Reproduce, character for character, the part of the rows that opens with the line containing "Target: neighboring house" and closes with the line containing "93 L 21 102", including both of those lines.

--- Begin ---

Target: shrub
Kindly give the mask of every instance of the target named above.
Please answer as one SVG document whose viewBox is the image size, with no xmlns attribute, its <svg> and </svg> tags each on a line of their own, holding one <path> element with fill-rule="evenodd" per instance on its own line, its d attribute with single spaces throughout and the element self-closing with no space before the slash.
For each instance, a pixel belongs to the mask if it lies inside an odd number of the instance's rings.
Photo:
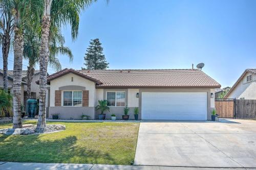
<svg viewBox="0 0 256 170">
<path fill-rule="evenodd" d="M 136 107 L 134 108 L 134 114 L 139 114 L 139 108 Z"/>
<path fill-rule="evenodd" d="M 107 106 L 108 102 L 104 100 L 99 101 L 99 105 L 95 107 L 96 110 L 100 110 L 101 114 L 104 114 L 105 111 L 110 111 L 110 108 Z"/>
<path fill-rule="evenodd" d="M 123 112 L 124 113 L 124 115 L 127 115 L 128 112 L 129 112 L 130 109 L 126 106 L 125 106 L 125 108 L 123 108 Z"/>
</svg>

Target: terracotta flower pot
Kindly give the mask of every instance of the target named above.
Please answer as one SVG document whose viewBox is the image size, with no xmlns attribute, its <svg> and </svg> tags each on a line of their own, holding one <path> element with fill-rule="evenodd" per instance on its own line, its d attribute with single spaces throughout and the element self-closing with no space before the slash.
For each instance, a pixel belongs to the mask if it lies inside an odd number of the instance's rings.
<svg viewBox="0 0 256 170">
<path fill-rule="evenodd" d="M 135 114 L 134 118 L 135 120 L 138 120 L 139 119 L 139 115 L 138 114 Z"/>
</svg>

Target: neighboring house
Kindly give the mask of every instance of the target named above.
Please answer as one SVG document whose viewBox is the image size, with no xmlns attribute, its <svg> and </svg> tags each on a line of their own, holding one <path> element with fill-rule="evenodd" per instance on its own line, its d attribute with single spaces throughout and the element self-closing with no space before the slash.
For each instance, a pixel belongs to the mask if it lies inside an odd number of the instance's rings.
<svg viewBox="0 0 256 170">
<path fill-rule="evenodd" d="M 125 106 L 130 119 L 139 107 L 143 119 L 206 120 L 215 108 L 220 84 L 197 69 L 79 70 L 65 68 L 48 76 L 49 118 L 98 118 L 95 107 L 106 100 L 110 113 L 120 119 Z"/>
<path fill-rule="evenodd" d="M 39 70 L 35 70 L 35 73 L 33 76 L 32 81 L 31 82 L 31 95 L 33 98 L 37 98 L 39 96 L 39 85 L 36 83 L 36 81 L 39 80 Z M 8 92 L 11 94 L 13 93 L 13 89 L 12 88 L 13 84 L 13 71 L 8 70 Z M 27 70 L 23 70 L 22 73 L 22 93 L 21 93 L 21 102 L 22 104 L 24 105 L 26 107 L 26 101 L 27 100 L 27 82 L 28 79 L 27 78 Z M 3 89 L 4 87 L 3 69 L 0 69 L 0 89 Z"/>
<path fill-rule="evenodd" d="M 217 88 L 215 89 L 215 99 L 223 98 L 226 94 L 230 89 L 230 87 L 226 87 L 223 88 Z"/>
<path fill-rule="evenodd" d="M 225 98 L 256 99 L 256 69 L 246 69 Z"/>
</svg>

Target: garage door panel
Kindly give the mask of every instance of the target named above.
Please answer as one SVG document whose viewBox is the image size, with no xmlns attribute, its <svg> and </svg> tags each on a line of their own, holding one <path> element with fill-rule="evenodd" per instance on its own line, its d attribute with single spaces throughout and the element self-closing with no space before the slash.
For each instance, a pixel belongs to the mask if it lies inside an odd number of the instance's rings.
<svg viewBox="0 0 256 170">
<path fill-rule="evenodd" d="M 145 119 L 205 120 L 206 92 L 142 92 Z"/>
</svg>

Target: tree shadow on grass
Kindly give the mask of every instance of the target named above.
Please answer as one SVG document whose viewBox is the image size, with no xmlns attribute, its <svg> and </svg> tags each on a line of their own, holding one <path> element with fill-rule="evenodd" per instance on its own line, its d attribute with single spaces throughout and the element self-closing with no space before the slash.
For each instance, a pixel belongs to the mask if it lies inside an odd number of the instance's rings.
<svg viewBox="0 0 256 170">
<path fill-rule="evenodd" d="M 47 135 L 46 136 L 45 135 Z M 115 164 L 100 150 L 76 144 L 75 136 L 60 139 L 47 135 L 0 135 L 0 161 Z M 51 139 L 52 138 L 52 139 Z"/>
</svg>

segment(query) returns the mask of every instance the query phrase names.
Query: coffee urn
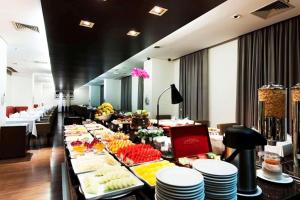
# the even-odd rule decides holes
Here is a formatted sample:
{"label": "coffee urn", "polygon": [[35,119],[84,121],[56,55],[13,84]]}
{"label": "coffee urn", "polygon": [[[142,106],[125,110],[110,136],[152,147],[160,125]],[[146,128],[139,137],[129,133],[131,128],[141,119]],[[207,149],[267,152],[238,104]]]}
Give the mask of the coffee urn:
{"label": "coffee urn", "polygon": [[266,145],[263,135],[246,127],[233,127],[225,131],[223,143],[234,148],[225,161],[238,168],[238,194],[260,195],[256,184],[256,146]]}
{"label": "coffee urn", "polygon": [[294,165],[298,167],[300,159],[300,83],[291,88],[291,135],[293,140]]}
{"label": "coffee urn", "polygon": [[286,140],[286,97],[282,85],[269,84],[258,89],[258,130],[269,145]]}

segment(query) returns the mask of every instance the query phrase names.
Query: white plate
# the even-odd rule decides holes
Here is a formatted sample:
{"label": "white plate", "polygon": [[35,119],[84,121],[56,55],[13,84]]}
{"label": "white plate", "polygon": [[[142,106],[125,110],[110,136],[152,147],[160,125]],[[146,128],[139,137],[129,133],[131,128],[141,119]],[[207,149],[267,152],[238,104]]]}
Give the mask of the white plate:
{"label": "white plate", "polygon": [[[89,155],[82,156],[76,159],[71,159],[71,164],[75,174],[96,171],[103,163],[106,163],[105,155]],[[116,163],[118,163],[116,161]],[[119,163],[118,163],[119,164]]]}
{"label": "white plate", "polygon": [[161,200],[183,200],[183,199],[188,199],[188,200],[202,200],[204,199],[205,194],[201,194],[196,196],[195,198],[190,198],[190,197],[174,197],[174,196],[169,196],[169,195],[165,195],[159,192],[156,192],[156,197],[157,199],[161,199]]}
{"label": "white plate", "polygon": [[237,176],[230,178],[230,179],[221,179],[221,178],[211,178],[208,176],[204,176],[204,181],[212,181],[212,182],[219,182],[219,183],[233,183],[237,182]]}
{"label": "white plate", "polygon": [[238,196],[241,196],[241,197],[257,197],[262,194],[262,190],[259,186],[257,186],[256,193],[254,193],[254,194],[243,194],[243,193],[237,193],[237,194],[238,194]]}
{"label": "white plate", "polygon": [[78,174],[77,176],[78,176],[78,180],[80,182],[80,186],[81,186],[81,189],[83,191],[84,197],[87,200],[94,200],[94,199],[108,198],[108,197],[114,197],[114,196],[117,196],[117,195],[125,194],[125,193],[131,192],[133,190],[136,190],[136,189],[141,188],[141,187],[144,186],[144,183],[142,181],[140,181],[136,176],[134,176],[130,171],[128,171],[128,173],[130,173],[131,176],[136,180],[136,182],[137,182],[136,185],[128,187],[128,188],[120,189],[120,190],[114,190],[114,191],[105,192],[104,191],[104,185],[103,184],[99,184],[97,194],[89,194],[89,193],[87,193],[85,191],[84,187],[82,187],[84,179],[87,176],[93,176],[94,177],[95,176],[95,172]]}
{"label": "white plate", "polygon": [[185,167],[167,167],[156,173],[156,178],[165,184],[177,187],[191,187],[203,182],[201,173]]}
{"label": "white plate", "polygon": [[287,175],[285,173],[282,173],[281,179],[279,179],[279,180],[269,179],[263,175],[262,169],[256,170],[256,176],[263,180],[273,182],[273,183],[279,183],[279,184],[289,184],[294,181],[292,177],[290,177],[289,175]]}
{"label": "white plate", "polygon": [[82,134],[82,135],[71,135],[71,136],[66,136],[65,137],[66,143],[71,143],[71,142],[74,142],[74,141],[77,141],[77,140],[82,141],[83,139],[86,139],[87,141],[90,142],[94,139],[94,137],[89,133]]}
{"label": "white plate", "polygon": [[155,189],[160,190],[162,192],[170,193],[170,194],[176,194],[178,196],[182,196],[182,195],[189,195],[189,196],[191,196],[191,195],[199,194],[199,192],[200,193],[204,192],[204,187],[199,187],[196,190],[182,191],[182,190],[169,190],[169,189],[167,189],[165,187],[162,187],[161,185],[157,185],[155,187]]}
{"label": "white plate", "polygon": [[233,164],[221,160],[198,159],[193,162],[193,168],[205,174],[215,176],[231,176],[237,174],[238,169]]}
{"label": "white plate", "polygon": [[182,198],[182,199],[195,199],[202,197],[204,195],[204,189],[199,190],[195,193],[179,194],[176,192],[169,192],[162,188],[157,187],[155,190],[157,193],[162,194],[163,196],[173,197],[173,198]]}
{"label": "white plate", "polygon": [[198,191],[199,189],[204,187],[204,182],[197,185],[197,186],[193,186],[193,187],[175,187],[175,186],[170,186],[170,185],[166,185],[163,184],[159,181],[156,181],[156,185],[159,187],[163,187],[169,191],[174,191],[174,192],[181,192],[181,193],[188,193],[188,192],[194,192],[194,191]]}

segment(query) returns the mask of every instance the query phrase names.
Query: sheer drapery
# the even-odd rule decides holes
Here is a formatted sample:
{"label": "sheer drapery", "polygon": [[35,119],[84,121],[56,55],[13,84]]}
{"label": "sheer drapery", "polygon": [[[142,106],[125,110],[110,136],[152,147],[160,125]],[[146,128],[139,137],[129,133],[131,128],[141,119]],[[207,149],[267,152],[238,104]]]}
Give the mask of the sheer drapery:
{"label": "sheer drapery", "polygon": [[[112,88],[113,89],[113,88]],[[124,112],[131,111],[131,91],[132,91],[132,78],[127,76],[121,79],[121,110]]]}
{"label": "sheer drapery", "polygon": [[138,83],[138,109],[143,110],[144,108],[144,78],[139,77],[139,83]]}
{"label": "sheer drapery", "polygon": [[[257,127],[257,89],[300,82],[300,16],[251,32],[238,40],[237,122]],[[287,108],[288,109],[288,108]]]}
{"label": "sheer drapery", "polygon": [[183,97],[180,117],[208,119],[208,50],[180,58],[179,90]]}

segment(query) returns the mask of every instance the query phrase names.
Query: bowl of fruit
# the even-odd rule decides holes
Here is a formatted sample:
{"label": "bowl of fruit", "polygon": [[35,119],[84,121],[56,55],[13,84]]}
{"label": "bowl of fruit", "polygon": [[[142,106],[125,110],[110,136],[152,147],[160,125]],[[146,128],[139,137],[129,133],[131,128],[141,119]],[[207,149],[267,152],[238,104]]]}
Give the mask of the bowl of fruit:
{"label": "bowl of fruit", "polygon": [[110,120],[114,112],[114,108],[110,103],[102,103],[100,106],[97,107],[95,119],[108,121]]}

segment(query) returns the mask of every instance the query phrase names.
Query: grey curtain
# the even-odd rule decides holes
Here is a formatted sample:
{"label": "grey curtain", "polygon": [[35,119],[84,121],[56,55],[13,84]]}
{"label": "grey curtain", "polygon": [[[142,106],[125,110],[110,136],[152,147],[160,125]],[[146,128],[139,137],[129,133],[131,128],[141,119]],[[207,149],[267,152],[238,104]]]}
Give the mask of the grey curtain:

--- End ---

Output of the task>
Target: neighboring house
Kindly give the mask of every instance of the target named above.
Please answer as one SVG document whose viewBox is the image size, with no xmlns attribute, its <svg> and </svg> tags each on a line of their own, holding one <path> element with fill-rule="evenodd" per instance on its own line, its d attribute with single spaces throughout and the element self-closing with no space before the slash.
For each instance, a pixel belongs to the mask if it lies inside an odd number of the instance's rings.
<svg viewBox="0 0 256 170">
<path fill-rule="evenodd" d="M 125 106 L 130 119 L 139 107 L 143 119 L 206 120 L 215 108 L 220 84 L 197 69 L 79 70 L 65 68 L 48 76 L 49 118 L 98 118 L 95 107 L 106 100 L 110 113 L 120 119 Z"/>
<path fill-rule="evenodd" d="M 39 70 L 35 70 L 35 73 L 33 76 L 32 81 L 31 82 L 31 95 L 33 98 L 37 98 L 39 96 L 39 85 L 36 83 L 36 81 L 39 80 Z M 8 92 L 11 94 L 13 93 L 13 89 L 12 88 L 13 84 L 13 71 L 8 70 Z M 27 70 L 23 70 L 22 73 L 22 93 L 21 93 L 21 102 L 22 104 L 24 105 L 26 107 L 26 101 L 27 100 L 27 82 L 28 79 L 27 78 Z M 3 89 L 4 87 L 3 69 L 0 69 L 0 89 Z"/>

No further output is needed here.